### What the exercise asks
Make an exact copy of the listing below.

— start of Raw data —

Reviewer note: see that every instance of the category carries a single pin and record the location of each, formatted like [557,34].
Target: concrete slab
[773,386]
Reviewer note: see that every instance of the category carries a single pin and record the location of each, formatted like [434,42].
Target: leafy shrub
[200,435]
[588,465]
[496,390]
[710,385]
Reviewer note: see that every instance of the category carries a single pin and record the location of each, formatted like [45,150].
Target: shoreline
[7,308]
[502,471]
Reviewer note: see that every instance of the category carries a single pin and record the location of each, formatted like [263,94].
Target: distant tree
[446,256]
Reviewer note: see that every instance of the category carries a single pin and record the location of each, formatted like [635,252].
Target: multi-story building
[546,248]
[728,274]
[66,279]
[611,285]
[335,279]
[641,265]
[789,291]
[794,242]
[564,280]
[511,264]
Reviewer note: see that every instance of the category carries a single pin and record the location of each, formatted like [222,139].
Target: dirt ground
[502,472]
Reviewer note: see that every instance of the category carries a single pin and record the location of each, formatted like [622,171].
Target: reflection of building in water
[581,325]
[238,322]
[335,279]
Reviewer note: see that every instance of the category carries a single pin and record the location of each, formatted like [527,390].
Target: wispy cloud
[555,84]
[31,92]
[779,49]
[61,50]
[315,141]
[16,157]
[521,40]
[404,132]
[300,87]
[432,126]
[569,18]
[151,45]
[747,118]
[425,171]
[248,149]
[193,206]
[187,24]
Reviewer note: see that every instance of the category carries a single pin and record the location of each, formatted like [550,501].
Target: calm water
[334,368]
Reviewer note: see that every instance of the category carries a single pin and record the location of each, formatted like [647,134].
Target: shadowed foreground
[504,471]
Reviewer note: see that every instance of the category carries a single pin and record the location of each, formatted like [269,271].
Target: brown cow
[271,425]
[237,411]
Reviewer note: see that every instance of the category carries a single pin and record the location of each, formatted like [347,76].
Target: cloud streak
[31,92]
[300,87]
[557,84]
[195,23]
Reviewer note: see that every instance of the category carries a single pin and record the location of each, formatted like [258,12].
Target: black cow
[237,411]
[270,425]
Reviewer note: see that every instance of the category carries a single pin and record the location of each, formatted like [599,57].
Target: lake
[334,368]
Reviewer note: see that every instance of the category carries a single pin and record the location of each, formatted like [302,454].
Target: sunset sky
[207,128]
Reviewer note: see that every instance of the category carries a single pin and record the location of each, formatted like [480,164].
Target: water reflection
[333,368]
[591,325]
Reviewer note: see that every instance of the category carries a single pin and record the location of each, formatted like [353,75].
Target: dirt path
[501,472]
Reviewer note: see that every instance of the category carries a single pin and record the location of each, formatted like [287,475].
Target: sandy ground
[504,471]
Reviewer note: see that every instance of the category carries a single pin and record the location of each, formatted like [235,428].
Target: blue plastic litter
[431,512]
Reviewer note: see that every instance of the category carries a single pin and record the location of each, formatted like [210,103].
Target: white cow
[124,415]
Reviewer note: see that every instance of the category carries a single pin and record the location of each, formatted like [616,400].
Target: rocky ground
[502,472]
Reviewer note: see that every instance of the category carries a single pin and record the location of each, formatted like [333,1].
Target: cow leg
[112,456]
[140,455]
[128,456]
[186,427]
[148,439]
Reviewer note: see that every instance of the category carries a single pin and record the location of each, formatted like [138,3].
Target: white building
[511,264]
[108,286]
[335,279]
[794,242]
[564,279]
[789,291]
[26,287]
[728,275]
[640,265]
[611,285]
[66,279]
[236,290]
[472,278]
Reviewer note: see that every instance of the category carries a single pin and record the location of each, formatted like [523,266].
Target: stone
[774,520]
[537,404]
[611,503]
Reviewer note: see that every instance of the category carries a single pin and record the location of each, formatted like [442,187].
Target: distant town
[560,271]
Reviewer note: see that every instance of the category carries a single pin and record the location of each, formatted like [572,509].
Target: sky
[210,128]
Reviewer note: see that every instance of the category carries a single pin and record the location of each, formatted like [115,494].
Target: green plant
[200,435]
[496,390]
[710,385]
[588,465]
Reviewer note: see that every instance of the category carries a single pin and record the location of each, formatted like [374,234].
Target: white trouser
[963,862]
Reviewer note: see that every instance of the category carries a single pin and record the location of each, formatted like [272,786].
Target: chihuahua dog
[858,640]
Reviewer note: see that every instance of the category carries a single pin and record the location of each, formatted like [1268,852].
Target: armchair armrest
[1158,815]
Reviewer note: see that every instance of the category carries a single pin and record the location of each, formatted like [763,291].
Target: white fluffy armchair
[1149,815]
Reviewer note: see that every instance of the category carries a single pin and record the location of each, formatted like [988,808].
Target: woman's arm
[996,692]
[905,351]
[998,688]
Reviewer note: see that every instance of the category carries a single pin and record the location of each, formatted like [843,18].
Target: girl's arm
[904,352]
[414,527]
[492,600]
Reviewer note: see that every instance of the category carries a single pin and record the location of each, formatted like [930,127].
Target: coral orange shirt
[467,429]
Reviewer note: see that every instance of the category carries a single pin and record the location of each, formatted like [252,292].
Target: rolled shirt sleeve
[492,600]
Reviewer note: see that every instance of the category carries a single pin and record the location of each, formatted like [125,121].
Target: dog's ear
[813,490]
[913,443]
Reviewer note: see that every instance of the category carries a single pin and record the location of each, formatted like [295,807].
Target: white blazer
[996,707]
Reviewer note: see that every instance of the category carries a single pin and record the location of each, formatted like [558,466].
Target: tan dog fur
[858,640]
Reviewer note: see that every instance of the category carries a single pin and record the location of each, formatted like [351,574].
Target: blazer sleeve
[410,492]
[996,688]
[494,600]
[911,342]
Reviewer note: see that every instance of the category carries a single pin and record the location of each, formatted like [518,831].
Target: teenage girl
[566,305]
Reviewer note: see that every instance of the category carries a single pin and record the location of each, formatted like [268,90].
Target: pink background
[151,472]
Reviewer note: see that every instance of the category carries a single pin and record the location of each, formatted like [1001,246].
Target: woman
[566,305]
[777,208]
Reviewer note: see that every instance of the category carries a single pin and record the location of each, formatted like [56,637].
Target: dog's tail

— end of Raw data —

### Solution below
Reviewer note: see that every instance of the category carries a single pin and record the location of each, formatted like [557,34].
Target: concrete slab
[773,386]
Reviewer note: see that every instance of the category carries a single pin and record the location of each, formatted like [434,42].
Target: leafy shrub
[200,435]
[588,465]
[496,390]
[710,385]
Reviewer note: see that every instance of the category carries a single pin and record the location of each, formatted like [45,150].
Target: shoreline
[7,308]
[502,471]
Reviewer note: see that every instance of the category carries a single pin and record the location of each, formatted like [263,94].
Target: distant tree
[446,256]
Reviewer note: see that every instance of the category carries a single pin and record the location of each, formatted like [635,252].
Target: multi-story building
[546,248]
[728,274]
[66,279]
[611,285]
[335,279]
[641,265]
[789,291]
[794,242]
[564,280]
[511,264]
Reviewer note: see that every instance of the category carries a single pin and record the location of each, formatted like [222,139].
Target: dirt ground
[502,472]
Reviewer note: see that every instance of the category carries a single pin and record the location of each, formatted like [622,171].
Target: reflection of building in water
[581,325]
[238,322]
[335,279]
Reviewer note: see that every instance of the category carries a single pin and record the location of each, formatted like [527,390].
Target: wispy cloud
[555,84]
[31,92]
[779,49]
[61,50]
[315,141]
[16,157]
[521,40]
[404,132]
[300,87]
[432,126]
[569,18]
[151,45]
[747,118]
[425,171]
[248,149]
[193,206]
[187,24]
Reviewer note: see that every instance of the category carries a single pin and record the location of each, formatted like [550,501].
Target: calm water
[334,368]
Reviewer note: see that every instance of the category carries a single pin and record the location of each, formatted like [647,134].
Target: shadowed foreground
[504,471]
Reviewer note: see that every instance of the category carries a single pin and record the location of each, formatted like [269,271].
Target: brown cow
[271,425]
[237,411]
Reviewer note: see that every instance of the category carries a single pin and record the location of each, formatted like [347,76].
Target: cloud streak
[31,92]
[300,87]
[557,84]
[195,23]
Reviewer note: see that every instance of the category carries a single pin and record the location of each, formatted like [258,12].
Target: black cow
[237,411]
[270,425]
Reviewer note: see that every instance of the category carries a single pin and record the location of each, formatted like [599,57].
Target: lake
[334,368]
Reviewer note: see that every instance of the category carries a single pin and record the location of each, formatted like [302,454].
Target: sunset sky
[207,128]
Reviewer note: see that every instance of the category carries a single pin and record the location of each, formatted like [480,164].
Target: water reflection
[333,368]
[591,325]
Reviewer note: see that every instance of the category carries a single pin and record the location of each, formatted like [353,75].
Target: dirt path
[501,472]
Reviewer note: see that every instance of the category carries a single pin and record the location of each, formatted like [287,475].
Target: sandy ground
[504,471]
Reviewer note: see that every instance of the category carries a single pin and record the location of each, formatted like [235,428].
Target: blue plastic litter
[431,512]
Reviewer note: see that every instance of the category carries a single pin and record the location of each, formatted like [210,103].
Target: white cow
[124,415]
Reviewer note: see that every instance of the category carries a single pin and record the location of each, formatted like [616,400].
Target: rocky ground
[502,472]
Reviewer note: see that every instance of the category carries a single pin and record the location of each, formatted like [333,1].
Target: cow leg
[112,456]
[140,455]
[128,456]
[186,427]
[148,439]
Reviewer note: see that every instance of the category carries a single pin and record the location of each, formatted like [138,3].
Target: white building
[511,264]
[108,286]
[335,279]
[794,242]
[564,279]
[789,291]
[26,287]
[728,275]
[640,265]
[611,285]
[66,279]
[236,290]
[472,278]
Reviewer note: see that every instance of the category carries a single pin and record the location of each, formatted like [523,266].
Target: stone
[774,520]
[537,404]
[611,503]
Reviewer note: see that every instance of the category carries a single pin and record the location of each, formatted like [442,187].
Target: distant town
[560,271]
Reviewer note: see that every instance of the category carries a single pin and record the location of each, formatted like [572,509].
Target: sky
[210,128]
Reviewer note: see that every instance of the category carries a single pin and record the location of each, formatted like [115,494].
Target: green plant
[200,435]
[496,390]
[710,385]
[588,465]
Reviewer note: see that every instance of the category carries a single pin and record the location of each, formatted like [374,234].
Target: white trouser
[963,862]
Reviewer note: see that every instance of the category carries a single pin and record the location of each, formatted like [272,786].
Target: chihuahua dog
[858,640]
Reviewer note: see that every instance of the category carries a single pin and record the location of each, formatted like [1268,852].
Target: armchair armrest
[1158,815]
Reviewer note: see that every instance of the category carries a single pin and record the location of each, formatted like [763,291].
Target: white fluffy armchair
[1149,815]
Reviewer note: see that every instance of the category carries a single pin and record the location of each, formatted like [988,808].
Target: woman's arm
[996,692]
[905,351]
[998,688]
Reviewer note: see that every instance of the category carries a single pin and record the location of each, formatted like [843,18].
Target: girl's arm
[904,352]
[414,527]
[492,600]
Reviewer note: see that every instance of the category carries a single pin and record the location of each, formatted like [930,127].
Target: coral orange shirt
[467,429]
Reviewer note: see that every instance of the category carries a single pin and record the location of each, formatted like [252,292].
Target: rolled shirt sleeve
[492,600]
Reviewer note: see that every instance of the category carries a single pin and record the location of each, formatted like [125,121].
Target: dog's ear
[813,490]
[913,443]
Reviewer note: see that every instance of the category carries a single pin and record the location of each, formatted like [295,807].
Target: white blazer
[996,707]
Reviewer note: see that every instance of the category carries a single pin and record the location of each, formatted like [558,466].
Target: tan dog fur
[858,640]
Reviewer note: see that every instance of the category carries a single pin and record the location of each, formatted like [351,574].
Target: blazer sleeve
[410,492]
[996,688]
[494,600]
[911,342]
Reviewer note: see that every instance of the category carries a single pin and record the location of each, formatted like [518,831].
Target: teenage girl
[566,305]
Reviewer note: see that every instance of the category carries a single pin and record the location of each, formatted like [268,90].
Target: pink background
[151,472]
Reviewer note: see that every instance of the category carries a single pin and record the location of each, formatted like [1001,246].
Target: woman
[566,305]
[777,208]
Reviewer note: see that every instance of the category carries a single pin and record the location of each, formatted like [56,637].
Target: dog's tail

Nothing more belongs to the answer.